The task – Of all the lines below, return only those starting with the line holding "Query: grass lawn" and going on through the line holding "the sunflower bouquet", exactly as written.

(Natural-language object grounding data)
━━━━━━━━━━━━━━━━━━━━
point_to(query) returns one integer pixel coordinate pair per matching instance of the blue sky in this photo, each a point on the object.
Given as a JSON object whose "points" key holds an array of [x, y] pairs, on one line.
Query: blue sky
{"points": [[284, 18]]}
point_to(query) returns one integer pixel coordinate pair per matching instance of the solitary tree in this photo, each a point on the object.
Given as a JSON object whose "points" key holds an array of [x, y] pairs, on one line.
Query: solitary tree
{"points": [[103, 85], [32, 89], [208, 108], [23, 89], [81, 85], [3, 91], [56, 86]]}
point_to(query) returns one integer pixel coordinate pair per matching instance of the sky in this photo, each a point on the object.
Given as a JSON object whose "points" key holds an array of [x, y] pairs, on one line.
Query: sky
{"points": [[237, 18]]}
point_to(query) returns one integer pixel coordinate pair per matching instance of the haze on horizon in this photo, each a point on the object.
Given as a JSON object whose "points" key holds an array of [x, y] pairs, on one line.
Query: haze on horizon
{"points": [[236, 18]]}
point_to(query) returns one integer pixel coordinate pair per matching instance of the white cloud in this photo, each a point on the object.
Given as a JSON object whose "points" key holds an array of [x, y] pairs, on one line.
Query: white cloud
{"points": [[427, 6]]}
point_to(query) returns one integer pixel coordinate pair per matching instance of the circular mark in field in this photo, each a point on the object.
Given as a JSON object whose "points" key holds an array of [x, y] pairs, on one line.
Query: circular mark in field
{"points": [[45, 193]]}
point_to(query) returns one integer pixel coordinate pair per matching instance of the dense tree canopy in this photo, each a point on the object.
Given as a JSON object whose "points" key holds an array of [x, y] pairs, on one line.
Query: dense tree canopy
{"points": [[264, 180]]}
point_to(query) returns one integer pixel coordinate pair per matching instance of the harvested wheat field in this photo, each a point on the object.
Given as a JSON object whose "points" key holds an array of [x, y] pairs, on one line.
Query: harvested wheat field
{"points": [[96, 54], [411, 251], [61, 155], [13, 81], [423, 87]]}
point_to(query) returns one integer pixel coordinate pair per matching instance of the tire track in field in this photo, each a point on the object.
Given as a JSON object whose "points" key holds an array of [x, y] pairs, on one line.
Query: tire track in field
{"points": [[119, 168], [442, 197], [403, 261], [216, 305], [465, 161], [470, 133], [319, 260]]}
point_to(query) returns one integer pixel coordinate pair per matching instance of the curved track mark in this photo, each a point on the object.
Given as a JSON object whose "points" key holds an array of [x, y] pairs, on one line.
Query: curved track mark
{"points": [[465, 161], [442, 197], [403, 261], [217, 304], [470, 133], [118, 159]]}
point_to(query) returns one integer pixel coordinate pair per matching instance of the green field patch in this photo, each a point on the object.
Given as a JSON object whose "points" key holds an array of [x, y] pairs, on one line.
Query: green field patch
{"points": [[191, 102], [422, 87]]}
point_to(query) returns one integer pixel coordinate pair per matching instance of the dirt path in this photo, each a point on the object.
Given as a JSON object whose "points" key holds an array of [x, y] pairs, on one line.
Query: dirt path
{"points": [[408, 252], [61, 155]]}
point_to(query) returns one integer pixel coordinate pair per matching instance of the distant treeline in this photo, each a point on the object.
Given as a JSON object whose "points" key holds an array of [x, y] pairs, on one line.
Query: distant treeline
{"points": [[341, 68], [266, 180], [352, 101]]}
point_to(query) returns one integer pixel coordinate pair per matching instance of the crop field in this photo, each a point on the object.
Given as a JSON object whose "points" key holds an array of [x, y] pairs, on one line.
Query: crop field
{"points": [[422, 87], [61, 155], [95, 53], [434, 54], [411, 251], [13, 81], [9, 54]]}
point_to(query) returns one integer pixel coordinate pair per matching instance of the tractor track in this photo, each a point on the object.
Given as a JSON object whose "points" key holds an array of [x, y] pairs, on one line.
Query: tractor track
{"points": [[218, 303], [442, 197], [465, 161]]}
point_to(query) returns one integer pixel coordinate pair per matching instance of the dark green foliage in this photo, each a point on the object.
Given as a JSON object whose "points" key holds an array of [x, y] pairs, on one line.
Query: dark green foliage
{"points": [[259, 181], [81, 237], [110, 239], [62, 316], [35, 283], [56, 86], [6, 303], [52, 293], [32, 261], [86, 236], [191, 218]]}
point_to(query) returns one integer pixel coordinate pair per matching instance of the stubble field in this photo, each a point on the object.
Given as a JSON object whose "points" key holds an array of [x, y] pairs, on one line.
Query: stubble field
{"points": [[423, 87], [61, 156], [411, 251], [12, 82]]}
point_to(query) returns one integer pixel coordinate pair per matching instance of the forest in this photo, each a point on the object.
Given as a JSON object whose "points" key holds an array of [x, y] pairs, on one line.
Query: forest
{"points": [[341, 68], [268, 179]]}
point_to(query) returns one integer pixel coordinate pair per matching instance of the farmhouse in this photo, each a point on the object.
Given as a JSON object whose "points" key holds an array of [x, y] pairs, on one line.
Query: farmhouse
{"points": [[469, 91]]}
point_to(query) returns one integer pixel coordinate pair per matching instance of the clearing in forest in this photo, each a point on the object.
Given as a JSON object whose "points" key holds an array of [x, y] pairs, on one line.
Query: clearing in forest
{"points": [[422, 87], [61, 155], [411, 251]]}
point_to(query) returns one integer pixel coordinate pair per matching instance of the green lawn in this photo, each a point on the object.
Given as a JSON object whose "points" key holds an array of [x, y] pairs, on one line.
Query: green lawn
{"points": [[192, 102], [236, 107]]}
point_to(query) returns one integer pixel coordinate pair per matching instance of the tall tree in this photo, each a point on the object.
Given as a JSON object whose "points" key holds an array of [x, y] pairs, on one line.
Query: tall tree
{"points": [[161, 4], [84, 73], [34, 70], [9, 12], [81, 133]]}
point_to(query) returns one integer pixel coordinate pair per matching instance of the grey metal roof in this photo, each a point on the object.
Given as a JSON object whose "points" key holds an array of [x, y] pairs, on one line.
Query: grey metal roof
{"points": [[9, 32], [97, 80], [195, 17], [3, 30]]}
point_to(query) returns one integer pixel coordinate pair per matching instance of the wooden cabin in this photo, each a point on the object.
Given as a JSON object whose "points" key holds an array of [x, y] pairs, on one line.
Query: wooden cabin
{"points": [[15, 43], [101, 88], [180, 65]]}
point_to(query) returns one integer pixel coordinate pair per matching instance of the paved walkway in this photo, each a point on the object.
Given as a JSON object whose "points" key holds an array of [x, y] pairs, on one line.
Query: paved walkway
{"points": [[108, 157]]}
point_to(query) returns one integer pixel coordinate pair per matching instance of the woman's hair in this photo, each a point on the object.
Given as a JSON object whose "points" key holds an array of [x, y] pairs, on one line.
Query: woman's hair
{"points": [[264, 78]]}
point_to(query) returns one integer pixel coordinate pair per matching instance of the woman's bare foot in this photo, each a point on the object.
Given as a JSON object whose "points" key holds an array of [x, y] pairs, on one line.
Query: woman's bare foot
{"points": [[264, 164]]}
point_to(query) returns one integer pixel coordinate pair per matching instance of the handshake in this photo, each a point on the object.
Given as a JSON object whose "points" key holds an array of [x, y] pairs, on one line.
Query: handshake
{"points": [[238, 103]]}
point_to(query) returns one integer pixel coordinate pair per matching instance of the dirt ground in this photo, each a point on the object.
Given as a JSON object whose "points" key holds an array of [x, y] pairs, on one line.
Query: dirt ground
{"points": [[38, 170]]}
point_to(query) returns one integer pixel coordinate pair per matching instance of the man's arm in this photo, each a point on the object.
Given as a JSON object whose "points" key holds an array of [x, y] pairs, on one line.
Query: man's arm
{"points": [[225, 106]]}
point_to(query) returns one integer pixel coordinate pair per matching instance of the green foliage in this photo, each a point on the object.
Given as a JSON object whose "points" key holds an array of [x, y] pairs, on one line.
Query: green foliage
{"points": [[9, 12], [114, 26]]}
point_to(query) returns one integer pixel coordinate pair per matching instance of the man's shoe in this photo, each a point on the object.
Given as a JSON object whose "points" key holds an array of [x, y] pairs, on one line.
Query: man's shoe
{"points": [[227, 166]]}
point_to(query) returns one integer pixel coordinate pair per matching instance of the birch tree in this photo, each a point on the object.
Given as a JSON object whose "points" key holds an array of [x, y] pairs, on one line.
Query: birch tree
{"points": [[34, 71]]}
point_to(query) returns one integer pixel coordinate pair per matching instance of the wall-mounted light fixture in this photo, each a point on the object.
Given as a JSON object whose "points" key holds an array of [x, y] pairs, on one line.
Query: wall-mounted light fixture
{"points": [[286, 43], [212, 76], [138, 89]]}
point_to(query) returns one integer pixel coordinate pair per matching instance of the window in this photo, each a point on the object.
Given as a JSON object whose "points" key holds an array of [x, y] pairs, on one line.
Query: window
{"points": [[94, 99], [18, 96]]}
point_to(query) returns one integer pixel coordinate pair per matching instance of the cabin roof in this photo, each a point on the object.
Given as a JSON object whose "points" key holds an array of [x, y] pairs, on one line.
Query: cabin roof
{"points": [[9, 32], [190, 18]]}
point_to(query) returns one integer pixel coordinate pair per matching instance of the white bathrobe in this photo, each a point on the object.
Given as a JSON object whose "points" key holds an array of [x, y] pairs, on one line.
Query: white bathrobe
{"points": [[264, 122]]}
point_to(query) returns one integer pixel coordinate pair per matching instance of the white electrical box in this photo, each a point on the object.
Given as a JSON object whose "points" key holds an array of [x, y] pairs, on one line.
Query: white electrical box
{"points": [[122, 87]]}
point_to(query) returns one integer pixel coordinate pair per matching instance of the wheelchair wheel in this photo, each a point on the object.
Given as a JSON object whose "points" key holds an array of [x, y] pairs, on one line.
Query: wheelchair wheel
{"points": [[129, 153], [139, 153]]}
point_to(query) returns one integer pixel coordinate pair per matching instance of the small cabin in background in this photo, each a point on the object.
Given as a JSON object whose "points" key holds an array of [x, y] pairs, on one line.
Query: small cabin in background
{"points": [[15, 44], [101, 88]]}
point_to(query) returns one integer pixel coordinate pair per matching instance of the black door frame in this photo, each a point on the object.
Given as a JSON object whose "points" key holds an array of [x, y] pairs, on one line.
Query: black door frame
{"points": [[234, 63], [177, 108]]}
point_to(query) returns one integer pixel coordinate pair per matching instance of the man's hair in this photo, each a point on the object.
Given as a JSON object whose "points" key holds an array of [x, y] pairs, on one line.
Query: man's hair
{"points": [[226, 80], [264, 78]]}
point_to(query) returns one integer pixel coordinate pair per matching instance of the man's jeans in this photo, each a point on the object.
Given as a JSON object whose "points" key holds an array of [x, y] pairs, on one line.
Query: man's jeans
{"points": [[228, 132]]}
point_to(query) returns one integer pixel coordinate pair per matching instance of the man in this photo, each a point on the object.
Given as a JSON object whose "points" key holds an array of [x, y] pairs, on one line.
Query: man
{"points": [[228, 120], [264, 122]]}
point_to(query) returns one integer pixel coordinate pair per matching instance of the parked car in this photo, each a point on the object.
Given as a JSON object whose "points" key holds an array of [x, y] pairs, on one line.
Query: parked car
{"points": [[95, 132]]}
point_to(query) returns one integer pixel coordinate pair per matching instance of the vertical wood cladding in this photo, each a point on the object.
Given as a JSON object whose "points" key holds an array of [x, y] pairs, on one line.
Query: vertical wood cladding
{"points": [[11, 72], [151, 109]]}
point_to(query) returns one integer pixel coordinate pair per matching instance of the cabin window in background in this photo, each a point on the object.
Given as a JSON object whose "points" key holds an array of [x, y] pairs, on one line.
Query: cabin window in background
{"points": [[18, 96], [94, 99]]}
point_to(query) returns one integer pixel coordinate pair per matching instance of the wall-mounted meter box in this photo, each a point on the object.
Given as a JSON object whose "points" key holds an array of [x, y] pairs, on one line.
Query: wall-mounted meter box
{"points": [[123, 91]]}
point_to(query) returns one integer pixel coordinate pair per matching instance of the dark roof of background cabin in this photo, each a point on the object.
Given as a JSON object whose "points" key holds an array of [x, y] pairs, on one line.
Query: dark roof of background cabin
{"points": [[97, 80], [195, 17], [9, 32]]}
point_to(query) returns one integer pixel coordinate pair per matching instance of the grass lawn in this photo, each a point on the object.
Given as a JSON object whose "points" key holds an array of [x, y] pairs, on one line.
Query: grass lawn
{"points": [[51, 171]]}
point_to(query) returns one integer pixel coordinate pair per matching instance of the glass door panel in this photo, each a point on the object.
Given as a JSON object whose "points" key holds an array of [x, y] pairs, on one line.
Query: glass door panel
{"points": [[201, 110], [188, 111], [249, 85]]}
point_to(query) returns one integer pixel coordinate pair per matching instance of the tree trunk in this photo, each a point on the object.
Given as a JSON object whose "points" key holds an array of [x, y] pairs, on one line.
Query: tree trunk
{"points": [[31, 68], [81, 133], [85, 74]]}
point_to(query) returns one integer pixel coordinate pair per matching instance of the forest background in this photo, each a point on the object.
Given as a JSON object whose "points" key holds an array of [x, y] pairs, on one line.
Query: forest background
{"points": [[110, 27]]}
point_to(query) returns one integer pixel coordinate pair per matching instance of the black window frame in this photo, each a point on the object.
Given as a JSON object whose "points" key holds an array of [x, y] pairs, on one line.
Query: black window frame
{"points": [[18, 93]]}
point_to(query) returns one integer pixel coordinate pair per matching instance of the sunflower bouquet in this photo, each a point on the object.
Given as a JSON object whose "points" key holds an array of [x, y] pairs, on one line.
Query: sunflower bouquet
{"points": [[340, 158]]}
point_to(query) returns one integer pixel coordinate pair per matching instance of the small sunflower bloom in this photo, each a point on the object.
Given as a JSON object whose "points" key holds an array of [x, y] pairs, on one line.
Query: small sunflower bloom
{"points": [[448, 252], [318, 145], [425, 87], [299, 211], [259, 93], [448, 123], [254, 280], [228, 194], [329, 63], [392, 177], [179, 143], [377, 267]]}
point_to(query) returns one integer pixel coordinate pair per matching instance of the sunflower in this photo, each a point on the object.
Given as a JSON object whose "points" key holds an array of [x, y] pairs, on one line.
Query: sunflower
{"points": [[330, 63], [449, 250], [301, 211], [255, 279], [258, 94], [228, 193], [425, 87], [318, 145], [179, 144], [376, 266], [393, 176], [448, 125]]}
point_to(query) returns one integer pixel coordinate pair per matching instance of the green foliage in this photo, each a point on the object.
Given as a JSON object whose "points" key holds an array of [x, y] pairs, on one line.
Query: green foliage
━━━━━━━━━━━━━━━━━━━━
Exercise solution –
Query: grass lawn
{"points": [[51, 171]]}
point_to(query) returns one integer pixel coordinate pair per matching instance of the glass door panel in this photo, each a point on the object.
Given as a JSON object whose "points" key holds an array of [x, y] pairs, on one line.
Query: glass door panel
{"points": [[201, 110], [188, 111], [249, 85]]}
point_to(query) returns one integer pixel coordinate pair per matching instance of the tree trunk in this photo, each a point on the object.
Given as a JSON object whose "points" key holds an array of [x, y] pairs, on one line.
Query: tree trunk
{"points": [[31, 68], [81, 133], [85, 74]]}
point_to(query) returns one integer pixel coordinate pair per matching instance of the forest background in this photo, each a point on the object.
Given as a JSON object whose "points" key holds an array of [x, y] pairs, on one line.
Query: forest background
{"points": [[110, 27]]}
point_to(query) returns one integer pixel coordinate pair per matching instance of the black window frame in this photo, each a point on the object.
Given as a JSON object whose "points" key holds an array of [x, y] pairs, on one line.
Query: black window frame
{"points": [[18, 93]]}
point_to(query) returns one integer pixel coordinate pair per matching instance of the sunflower bouquet in this photo, each a point on the object.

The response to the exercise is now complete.